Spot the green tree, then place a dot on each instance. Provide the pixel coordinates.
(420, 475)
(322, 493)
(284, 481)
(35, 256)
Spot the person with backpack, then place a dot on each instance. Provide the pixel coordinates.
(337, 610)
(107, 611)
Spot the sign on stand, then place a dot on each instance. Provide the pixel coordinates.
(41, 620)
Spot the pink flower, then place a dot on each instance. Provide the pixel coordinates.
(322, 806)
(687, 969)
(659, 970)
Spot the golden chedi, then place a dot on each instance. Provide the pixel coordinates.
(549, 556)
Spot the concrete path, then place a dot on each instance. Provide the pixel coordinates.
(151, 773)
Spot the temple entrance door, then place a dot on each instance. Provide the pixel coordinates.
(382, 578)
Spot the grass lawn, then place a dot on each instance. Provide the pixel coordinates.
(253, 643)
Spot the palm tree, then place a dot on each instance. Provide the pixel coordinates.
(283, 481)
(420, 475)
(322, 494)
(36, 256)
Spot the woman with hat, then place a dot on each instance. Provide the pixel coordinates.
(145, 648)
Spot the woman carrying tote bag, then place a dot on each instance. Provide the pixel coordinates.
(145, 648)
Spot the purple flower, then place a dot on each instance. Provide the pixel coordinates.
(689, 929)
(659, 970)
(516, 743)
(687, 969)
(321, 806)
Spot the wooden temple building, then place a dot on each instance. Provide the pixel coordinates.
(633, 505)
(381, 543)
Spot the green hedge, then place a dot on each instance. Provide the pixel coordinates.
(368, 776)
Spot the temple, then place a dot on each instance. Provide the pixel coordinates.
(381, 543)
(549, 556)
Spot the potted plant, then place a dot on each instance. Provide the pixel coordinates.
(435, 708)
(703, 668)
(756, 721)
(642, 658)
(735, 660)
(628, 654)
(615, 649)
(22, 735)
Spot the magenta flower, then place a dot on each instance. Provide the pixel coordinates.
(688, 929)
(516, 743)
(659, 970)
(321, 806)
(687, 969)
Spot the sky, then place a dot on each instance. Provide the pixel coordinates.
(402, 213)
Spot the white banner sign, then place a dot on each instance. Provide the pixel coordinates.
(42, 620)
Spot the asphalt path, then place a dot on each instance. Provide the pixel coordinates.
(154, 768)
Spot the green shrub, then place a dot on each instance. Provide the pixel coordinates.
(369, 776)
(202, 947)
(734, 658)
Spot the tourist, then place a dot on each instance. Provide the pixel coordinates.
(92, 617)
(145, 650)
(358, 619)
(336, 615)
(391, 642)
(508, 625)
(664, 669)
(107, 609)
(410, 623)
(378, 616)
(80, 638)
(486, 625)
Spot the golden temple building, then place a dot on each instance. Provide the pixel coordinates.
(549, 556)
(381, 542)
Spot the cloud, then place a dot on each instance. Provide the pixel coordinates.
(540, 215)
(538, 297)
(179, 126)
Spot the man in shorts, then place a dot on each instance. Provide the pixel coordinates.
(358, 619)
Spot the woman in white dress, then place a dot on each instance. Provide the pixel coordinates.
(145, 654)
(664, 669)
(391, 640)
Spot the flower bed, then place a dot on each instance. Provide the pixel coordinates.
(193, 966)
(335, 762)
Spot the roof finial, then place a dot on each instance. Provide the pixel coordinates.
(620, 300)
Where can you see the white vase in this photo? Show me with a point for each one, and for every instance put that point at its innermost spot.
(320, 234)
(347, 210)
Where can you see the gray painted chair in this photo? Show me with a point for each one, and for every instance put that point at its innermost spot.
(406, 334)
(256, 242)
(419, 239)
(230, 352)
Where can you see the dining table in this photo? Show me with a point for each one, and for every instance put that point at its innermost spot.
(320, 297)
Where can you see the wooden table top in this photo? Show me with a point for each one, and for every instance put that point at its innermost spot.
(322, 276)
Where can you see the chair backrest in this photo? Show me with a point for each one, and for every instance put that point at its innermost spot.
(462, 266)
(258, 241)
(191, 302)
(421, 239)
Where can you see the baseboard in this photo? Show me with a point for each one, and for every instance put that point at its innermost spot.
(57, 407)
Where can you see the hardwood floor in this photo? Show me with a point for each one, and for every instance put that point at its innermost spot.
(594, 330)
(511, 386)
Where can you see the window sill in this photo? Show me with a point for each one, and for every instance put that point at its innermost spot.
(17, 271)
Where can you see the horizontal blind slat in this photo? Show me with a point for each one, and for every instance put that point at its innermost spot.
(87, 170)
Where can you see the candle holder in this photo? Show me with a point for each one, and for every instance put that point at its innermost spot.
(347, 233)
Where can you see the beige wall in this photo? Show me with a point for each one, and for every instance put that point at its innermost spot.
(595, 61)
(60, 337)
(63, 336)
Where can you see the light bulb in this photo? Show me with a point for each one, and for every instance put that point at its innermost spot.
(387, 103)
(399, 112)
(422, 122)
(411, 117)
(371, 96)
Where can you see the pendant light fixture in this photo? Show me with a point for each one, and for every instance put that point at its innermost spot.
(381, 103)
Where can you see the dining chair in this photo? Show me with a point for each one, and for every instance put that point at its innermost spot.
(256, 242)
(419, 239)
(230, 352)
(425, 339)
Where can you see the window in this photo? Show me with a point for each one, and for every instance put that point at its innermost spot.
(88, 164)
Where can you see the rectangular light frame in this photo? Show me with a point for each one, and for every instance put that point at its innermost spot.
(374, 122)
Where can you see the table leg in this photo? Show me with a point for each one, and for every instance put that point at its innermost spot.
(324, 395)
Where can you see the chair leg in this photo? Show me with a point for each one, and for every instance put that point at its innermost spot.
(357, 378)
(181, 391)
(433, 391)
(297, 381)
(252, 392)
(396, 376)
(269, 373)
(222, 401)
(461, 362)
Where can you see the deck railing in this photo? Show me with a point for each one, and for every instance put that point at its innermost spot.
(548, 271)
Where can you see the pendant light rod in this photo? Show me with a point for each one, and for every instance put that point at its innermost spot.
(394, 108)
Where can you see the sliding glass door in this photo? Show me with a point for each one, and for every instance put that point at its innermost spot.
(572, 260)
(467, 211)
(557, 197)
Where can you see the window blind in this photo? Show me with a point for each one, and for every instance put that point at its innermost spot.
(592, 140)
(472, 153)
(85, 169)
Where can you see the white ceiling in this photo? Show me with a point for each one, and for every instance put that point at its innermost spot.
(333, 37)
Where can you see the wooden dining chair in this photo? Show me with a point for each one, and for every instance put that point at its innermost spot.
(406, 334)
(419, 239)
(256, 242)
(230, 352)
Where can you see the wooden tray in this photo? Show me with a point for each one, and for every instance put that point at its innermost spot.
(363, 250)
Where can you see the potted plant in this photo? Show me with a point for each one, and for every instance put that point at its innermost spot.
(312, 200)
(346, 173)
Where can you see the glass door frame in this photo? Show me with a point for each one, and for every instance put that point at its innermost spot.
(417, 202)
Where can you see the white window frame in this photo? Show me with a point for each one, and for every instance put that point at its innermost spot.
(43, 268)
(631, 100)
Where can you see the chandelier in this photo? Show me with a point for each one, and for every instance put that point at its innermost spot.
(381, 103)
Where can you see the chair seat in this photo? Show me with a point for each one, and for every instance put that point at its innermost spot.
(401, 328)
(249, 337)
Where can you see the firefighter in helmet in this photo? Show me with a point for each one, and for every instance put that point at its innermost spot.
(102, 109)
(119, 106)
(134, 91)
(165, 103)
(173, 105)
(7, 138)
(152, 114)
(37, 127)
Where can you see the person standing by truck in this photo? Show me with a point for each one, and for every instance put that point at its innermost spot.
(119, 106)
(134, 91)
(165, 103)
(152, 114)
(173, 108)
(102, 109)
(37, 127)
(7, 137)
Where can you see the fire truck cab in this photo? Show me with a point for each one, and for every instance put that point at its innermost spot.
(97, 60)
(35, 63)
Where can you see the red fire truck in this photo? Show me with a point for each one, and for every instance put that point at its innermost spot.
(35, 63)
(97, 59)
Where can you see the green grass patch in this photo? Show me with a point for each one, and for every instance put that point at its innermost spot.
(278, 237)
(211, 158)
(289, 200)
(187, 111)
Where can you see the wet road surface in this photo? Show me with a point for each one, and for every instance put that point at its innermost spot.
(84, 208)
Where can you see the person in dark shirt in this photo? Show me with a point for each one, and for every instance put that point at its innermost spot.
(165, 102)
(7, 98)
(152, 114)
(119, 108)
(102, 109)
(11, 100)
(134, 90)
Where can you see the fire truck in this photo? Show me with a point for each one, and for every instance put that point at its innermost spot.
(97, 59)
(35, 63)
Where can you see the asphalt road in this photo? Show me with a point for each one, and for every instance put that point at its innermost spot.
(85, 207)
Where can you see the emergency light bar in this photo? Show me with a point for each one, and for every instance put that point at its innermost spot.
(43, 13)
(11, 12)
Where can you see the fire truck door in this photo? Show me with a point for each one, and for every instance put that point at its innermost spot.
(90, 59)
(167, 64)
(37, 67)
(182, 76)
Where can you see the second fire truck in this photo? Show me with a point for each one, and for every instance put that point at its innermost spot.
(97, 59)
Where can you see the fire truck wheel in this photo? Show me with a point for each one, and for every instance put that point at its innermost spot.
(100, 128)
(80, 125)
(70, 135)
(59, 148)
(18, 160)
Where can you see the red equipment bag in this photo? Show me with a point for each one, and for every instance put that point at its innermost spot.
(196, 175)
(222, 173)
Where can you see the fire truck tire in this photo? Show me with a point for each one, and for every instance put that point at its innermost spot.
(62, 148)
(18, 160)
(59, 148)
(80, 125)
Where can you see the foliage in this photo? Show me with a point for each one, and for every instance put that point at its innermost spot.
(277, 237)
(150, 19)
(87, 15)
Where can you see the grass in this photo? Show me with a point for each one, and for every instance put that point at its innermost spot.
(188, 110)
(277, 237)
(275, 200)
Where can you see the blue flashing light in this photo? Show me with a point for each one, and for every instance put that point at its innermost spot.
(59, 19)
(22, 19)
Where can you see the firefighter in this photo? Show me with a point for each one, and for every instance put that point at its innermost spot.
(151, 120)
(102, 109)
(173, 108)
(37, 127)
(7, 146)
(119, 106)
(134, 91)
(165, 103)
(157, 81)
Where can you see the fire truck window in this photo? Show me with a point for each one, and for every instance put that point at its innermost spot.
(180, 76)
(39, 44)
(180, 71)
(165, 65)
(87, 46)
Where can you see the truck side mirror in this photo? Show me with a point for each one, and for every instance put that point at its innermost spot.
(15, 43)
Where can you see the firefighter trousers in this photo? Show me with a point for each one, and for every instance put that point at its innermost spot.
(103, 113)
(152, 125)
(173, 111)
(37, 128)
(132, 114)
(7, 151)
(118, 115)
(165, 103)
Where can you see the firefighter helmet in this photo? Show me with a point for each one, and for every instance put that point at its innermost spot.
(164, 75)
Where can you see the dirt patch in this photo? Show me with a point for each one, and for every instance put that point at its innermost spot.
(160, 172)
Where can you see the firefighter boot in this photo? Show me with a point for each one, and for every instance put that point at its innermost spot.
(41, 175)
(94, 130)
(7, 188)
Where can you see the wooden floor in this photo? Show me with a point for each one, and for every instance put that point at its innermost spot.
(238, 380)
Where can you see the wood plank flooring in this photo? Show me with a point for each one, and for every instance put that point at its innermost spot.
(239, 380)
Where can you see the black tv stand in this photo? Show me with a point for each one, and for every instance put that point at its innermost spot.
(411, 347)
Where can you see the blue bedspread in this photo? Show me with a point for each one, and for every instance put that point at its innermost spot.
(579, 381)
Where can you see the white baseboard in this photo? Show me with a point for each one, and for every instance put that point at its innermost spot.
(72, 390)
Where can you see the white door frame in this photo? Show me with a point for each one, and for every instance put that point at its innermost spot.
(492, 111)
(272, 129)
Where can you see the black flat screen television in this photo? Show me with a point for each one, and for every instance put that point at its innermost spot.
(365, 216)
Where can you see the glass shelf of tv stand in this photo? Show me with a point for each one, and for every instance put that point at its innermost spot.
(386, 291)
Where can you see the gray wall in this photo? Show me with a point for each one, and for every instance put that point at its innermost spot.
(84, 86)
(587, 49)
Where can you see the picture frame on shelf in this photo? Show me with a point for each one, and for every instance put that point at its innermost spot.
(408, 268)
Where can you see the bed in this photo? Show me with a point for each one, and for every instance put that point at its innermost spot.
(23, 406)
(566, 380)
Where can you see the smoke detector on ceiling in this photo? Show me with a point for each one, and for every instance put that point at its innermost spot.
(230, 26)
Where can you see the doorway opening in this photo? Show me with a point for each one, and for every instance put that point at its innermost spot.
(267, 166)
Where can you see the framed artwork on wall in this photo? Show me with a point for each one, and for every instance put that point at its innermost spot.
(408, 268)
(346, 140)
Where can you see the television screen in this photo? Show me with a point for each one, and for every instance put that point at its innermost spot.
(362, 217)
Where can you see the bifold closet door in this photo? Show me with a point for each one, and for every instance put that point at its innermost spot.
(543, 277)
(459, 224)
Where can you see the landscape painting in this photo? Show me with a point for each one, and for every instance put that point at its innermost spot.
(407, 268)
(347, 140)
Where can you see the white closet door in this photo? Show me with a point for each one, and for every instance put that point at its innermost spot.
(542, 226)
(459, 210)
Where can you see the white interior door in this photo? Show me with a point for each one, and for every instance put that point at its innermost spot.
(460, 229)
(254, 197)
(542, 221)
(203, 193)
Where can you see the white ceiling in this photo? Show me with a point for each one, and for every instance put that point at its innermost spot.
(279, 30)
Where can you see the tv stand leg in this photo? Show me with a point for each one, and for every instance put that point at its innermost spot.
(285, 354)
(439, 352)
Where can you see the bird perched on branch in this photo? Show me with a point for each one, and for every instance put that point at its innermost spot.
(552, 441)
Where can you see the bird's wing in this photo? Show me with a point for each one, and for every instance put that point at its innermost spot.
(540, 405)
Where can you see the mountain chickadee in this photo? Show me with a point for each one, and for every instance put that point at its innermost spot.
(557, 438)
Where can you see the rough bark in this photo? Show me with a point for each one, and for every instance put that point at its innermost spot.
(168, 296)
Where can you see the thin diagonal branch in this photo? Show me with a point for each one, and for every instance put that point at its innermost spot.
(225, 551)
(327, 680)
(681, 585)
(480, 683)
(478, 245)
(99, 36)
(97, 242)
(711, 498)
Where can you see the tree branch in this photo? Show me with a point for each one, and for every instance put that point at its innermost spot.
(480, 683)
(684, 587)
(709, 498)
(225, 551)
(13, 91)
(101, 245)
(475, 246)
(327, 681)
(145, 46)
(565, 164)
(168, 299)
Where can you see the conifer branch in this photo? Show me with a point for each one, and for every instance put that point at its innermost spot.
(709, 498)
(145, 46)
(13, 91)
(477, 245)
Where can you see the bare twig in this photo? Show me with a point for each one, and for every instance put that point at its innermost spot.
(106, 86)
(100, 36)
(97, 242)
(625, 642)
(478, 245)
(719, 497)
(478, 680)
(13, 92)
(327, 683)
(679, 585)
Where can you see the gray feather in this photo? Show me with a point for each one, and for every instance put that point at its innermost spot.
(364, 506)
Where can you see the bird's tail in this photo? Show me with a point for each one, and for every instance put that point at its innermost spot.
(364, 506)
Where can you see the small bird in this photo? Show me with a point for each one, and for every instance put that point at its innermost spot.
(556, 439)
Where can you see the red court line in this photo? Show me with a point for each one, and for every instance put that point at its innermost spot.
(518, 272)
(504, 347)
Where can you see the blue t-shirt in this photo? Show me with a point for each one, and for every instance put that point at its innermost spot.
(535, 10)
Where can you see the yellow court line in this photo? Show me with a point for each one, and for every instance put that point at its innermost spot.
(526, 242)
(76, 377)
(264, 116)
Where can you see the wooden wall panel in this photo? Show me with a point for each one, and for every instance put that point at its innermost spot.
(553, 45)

> [WHAT YOU SHOULD DO]: Beginning at the line that contains "Where can you see the small", give again every line down to the end of the material, exactly as written, and stop there.

> [RESULT OF THE TASK]:
Where can you see the small bird in this photo? Show me with a point for each one, and for every instance put that point at its innermost spot.
(556, 439)
Where can you see the red court line in this photo? Show me with a point for each one, and for every instance put that point at its innermost spot.
(518, 272)
(504, 347)
Where can you see the blue t-shirt in this photo? Show me with a point for each one, and for every instance put that point at its innermost spot.
(535, 10)
Where can you see the yellow court line in this photo? Show me with a point for each one, and for every instance put that point at its innermost spot.
(526, 242)
(76, 377)
(264, 116)
Where can you see the wooden wall panel in this photo? Show me with a point for each one, and for every instance put that point at its innermost spot.
(553, 45)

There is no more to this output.